### The data:
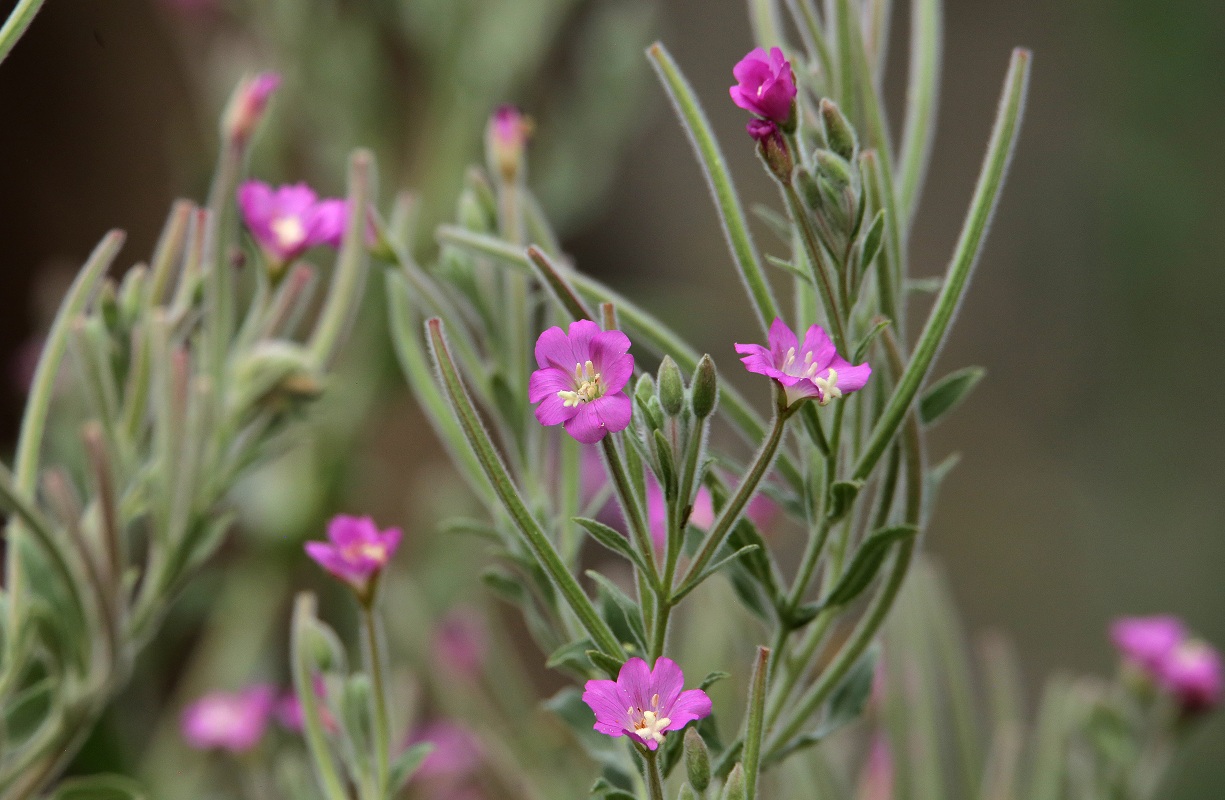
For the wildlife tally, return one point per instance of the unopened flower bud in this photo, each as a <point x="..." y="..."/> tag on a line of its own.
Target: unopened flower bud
<point x="839" y="135"/>
<point x="644" y="388"/>
<point x="246" y="107"/>
<point x="704" y="392"/>
<point x="734" y="789"/>
<point x="671" y="387"/>
<point x="697" y="760"/>
<point x="772" y="147"/>
<point x="506" y="141"/>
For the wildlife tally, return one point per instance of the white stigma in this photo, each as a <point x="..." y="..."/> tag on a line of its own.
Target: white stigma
<point x="289" y="232"/>
<point x="587" y="386"/>
<point x="828" y="386"/>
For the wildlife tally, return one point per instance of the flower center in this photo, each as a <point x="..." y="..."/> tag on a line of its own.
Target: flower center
<point x="828" y="386"/>
<point x="649" y="725"/>
<point x="289" y="232"/>
<point x="588" y="386"/>
<point x="373" y="550"/>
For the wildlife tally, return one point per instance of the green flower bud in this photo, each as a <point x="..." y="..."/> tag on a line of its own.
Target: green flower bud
<point x="838" y="131"/>
<point x="671" y="387"/>
<point x="697" y="760"/>
<point x="704" y="391"/>
<point x="734" y="789"/>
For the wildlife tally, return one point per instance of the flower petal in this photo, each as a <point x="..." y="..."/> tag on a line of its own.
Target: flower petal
<point x="603" y="415"/>
<point x="690" y="705"/>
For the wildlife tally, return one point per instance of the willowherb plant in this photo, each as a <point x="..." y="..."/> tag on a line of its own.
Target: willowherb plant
<point x="533" y="376"/>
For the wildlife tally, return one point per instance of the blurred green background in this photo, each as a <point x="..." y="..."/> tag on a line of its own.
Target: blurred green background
<point x="1092" y="475"/>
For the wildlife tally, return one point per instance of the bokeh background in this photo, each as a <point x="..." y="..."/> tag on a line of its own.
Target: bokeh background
<point x="1092" y="478"/>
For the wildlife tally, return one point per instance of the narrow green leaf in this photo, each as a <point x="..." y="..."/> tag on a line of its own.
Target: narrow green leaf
<point x="947" y="393"/>
<point x="718" y="178"/>
<point x="866" y="564"/>
<point x="611" y="539"/>
<point x="986" y="195"/>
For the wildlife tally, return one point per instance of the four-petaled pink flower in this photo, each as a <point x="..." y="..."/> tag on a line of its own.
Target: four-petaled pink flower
<point x="289" y="221"/>
<point x="1148" y="641"/>
<point x="580" y="380"/>
<point x="1192" y="673"/>
<point x="248" y="103"/>
<point x="810" y="370"/>
<point x="355" y="550"/>
<point x="223" y="720"/>
<point x="644" y="703"/>
<point x="766" y="86"/>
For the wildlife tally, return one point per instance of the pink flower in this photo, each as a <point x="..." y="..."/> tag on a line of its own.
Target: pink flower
<point x="248" y="104"/>
<point x="876" y="782"/>
<point x="507" y="139"/>
<point x="810" y="370"/>
<point x="1148" y="641"/>
<point x="580" y="380"/>
<point x="457" y="752"/>
<point x="355" y="550"/>
<point x="233" y="722"/>
<point x="1192" y="673"/>
<point x="459" y="643"/>
<point x="289" y="221"/>
<point x="766" y="86"/>
<point x="644" y="703"/>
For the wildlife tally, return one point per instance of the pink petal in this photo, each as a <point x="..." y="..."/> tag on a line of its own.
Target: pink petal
<point x="635" y="681"/>
<point x="690" y="705"/>
<point x="667" y="680"/>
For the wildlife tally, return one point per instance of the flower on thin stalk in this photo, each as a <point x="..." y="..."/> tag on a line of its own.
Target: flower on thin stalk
<point x="228" y="720"/>
<point x="766" y="86"/>
<point x="290" y="219"/>
<point x="812" y="369"/>
<point x="355" y="551"/>
<point x="507" y="139"/>
<point x="644" y="703"/>
<point x="580" y="380"/>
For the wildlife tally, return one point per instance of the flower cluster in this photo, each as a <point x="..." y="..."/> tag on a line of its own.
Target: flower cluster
<point x="581" y="380"/>
<point x="809" y="370"/>
<point x="644" y="703"/>
<point x="1160" y="648"/>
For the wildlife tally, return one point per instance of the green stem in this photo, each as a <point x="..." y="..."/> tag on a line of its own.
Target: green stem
<point x="373" y="653"/>
<point x="18" y="20"/>
<point x="654" y="779"/>
<point x="818" y="265"/>
<point x="631" y="507"/>
<point x="986" y="195"/>
<point x="718" y="178"/>
<point x="745" y="493"/>
<point x="495" y="471"/>
<point x="304" y="686"/>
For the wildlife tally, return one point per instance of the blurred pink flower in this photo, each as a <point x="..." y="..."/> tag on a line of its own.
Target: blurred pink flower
<point x="580" y="380"/>
<point x="765" y="85"/>
<point x="290" y="219"/>
<point x="233" y="722"/>
<point x="812" y="369"/>
<point x="461" y="642"/>
<point x="355" y="550"/>
<point x="1192" y="673"/>
<point x="457" y="752"/>
<point x="644" y="703"/>
<point x="876" y="782"/>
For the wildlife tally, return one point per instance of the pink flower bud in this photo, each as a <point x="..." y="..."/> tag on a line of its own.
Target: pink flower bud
<point x="248" y="104"/>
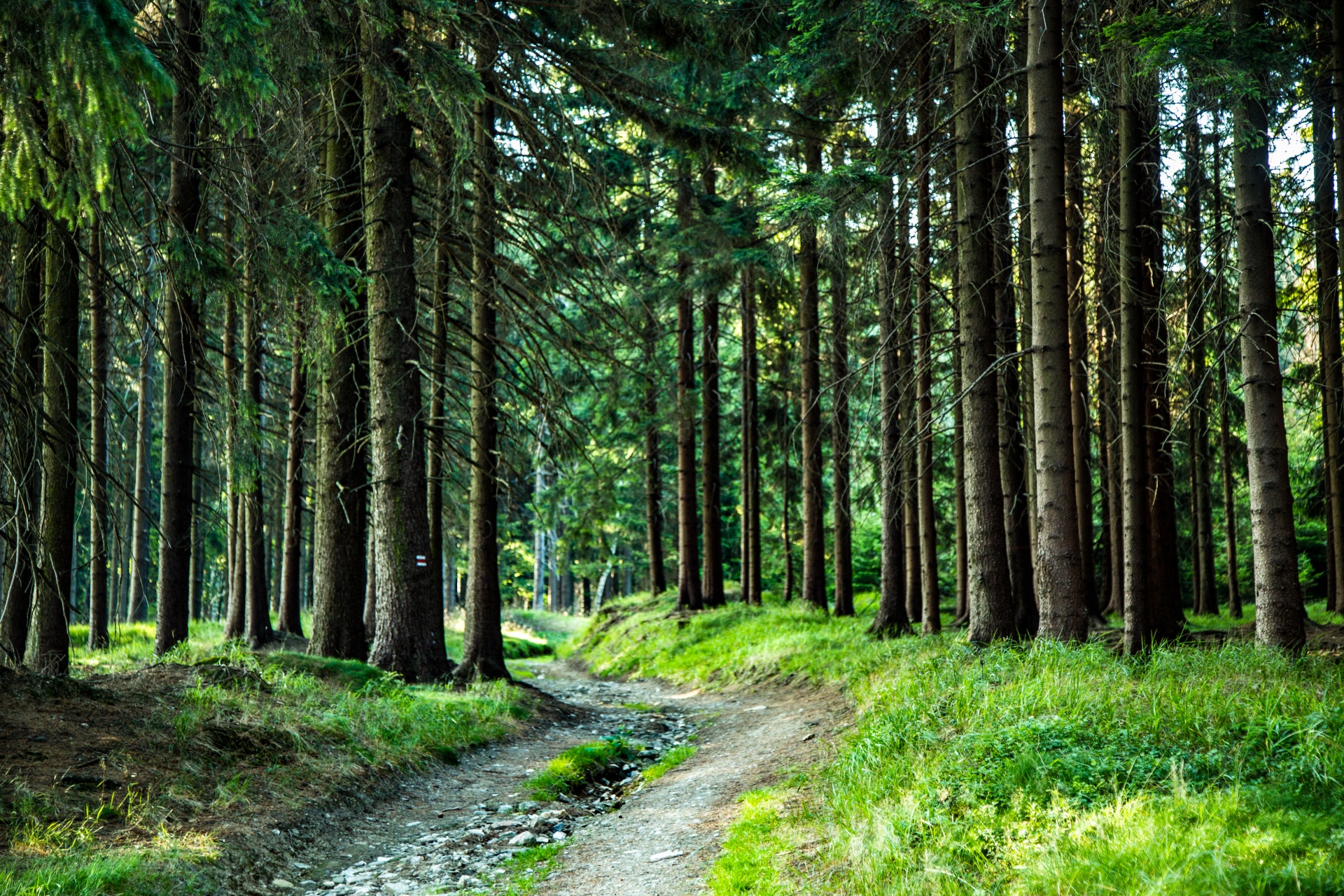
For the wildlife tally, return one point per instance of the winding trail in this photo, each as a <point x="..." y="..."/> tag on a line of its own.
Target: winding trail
<point x="746" y="741"/>
<point x="444" y="832"/>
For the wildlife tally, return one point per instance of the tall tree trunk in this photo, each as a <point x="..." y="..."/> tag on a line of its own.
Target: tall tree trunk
<point x="289" y="617"/>
<point x="813" y="510"/>
<point x="841" y="551"/>
<point x="437" y="434"/>
<point x="1278" y="598"/>
<point x="1078" y="348"/>
<point x="752" y="584"/>
<point x="711" y="508"/>
<point x="991" y="592"/>
<point x="1167" y="618"/>
<point x="689" y="564"/>
<point x="139" y="599"/>
<point x="483" y="649"/>
<point x="891" y="617"/>
<point x="1108" y="355"/>
<point x="924" y="348"/>
<point x="652" y="456"/>
<point x="1059" y="564"/>
<point x="198" y="531"/>
<point x="1225" y="425"/>
<point x="339" y="488"/>
<point x="49" y="637"/>
<point x="1326" y="146"/>
<point x="179" y="333"/>
<point x="1133" y="92"/>
<point x="99" y="442"/>
<point x="409" y="628"/>
<point x="253" y="505"/>
<point x="785" y="530"/>
<point x="958" y="456"/>
<point x="233" y="551"/>
<point x="24" y="383"/>
<point x="906" y="412"/>
<point x="1196" y="290"/>
<point x="1012" y="444"/>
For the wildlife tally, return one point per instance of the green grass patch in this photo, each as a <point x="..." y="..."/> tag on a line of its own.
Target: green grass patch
<point x="531" y="867"/>
<point x="577" y="766"/>
<point x="1023" y="769"/>
<point x="668" y="761"/>
<point x="241" y="735"/>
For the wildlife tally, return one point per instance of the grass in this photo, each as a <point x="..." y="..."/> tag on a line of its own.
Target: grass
<point x="670" y="761"/>
<point x="289" y="729"/>
<point x="577" y="766"/>
<point x="1022" y="769"/>
<point x="528" y="868"/>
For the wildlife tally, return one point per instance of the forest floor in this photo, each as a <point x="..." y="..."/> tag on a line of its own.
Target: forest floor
<point x="1206" y="766"/>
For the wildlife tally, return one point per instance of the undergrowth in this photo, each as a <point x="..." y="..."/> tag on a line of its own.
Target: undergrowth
<point x="1022" y="769"/>
<point x="251" y="731"/>
<point x="577" y="766"/>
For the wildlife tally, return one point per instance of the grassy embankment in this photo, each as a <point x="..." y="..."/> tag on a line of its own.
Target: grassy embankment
<point x="280" y="729"/>
<point x="1026" y="770"/>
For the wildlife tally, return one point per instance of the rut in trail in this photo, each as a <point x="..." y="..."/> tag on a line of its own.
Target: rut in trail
<point x="457" y="828"/>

### What the task asks:
The line containing "the flower center" marks the end; please output exactly the lines of the listing above from its first line through that line, without pictures.

### Completed task:
For the wildlife tally, return one point per instance of the unopened flower bud in this photo, each as a <point x="..." y="..."/> tag on a line of its own.
Target: unopened flower bud
<point x="839" y="135"/>
<point x="644" y="388"/>
<point x="246" y="107"/>
<point x="704" y="392"/>
<point x="734" y="789"/>
<point x="671" y="387"/>
<point x="697" y="760"/>
<point x="772" y="147"/>
<point x="506" y="141"/>
For the wildlife tally, return one point per instance of the white stigma in this photo, each as a <point x="..." y="..."/> tag on a line of its own.
Target: white stigma
<point x="289" y="232"/>
<point x="587" y="386"/>
<point x="828" y="386"/>
For the wildlife tally, return one point per instance of the flower center in this photo, each as a <point x="..." y="..."/> tag on a line of its own.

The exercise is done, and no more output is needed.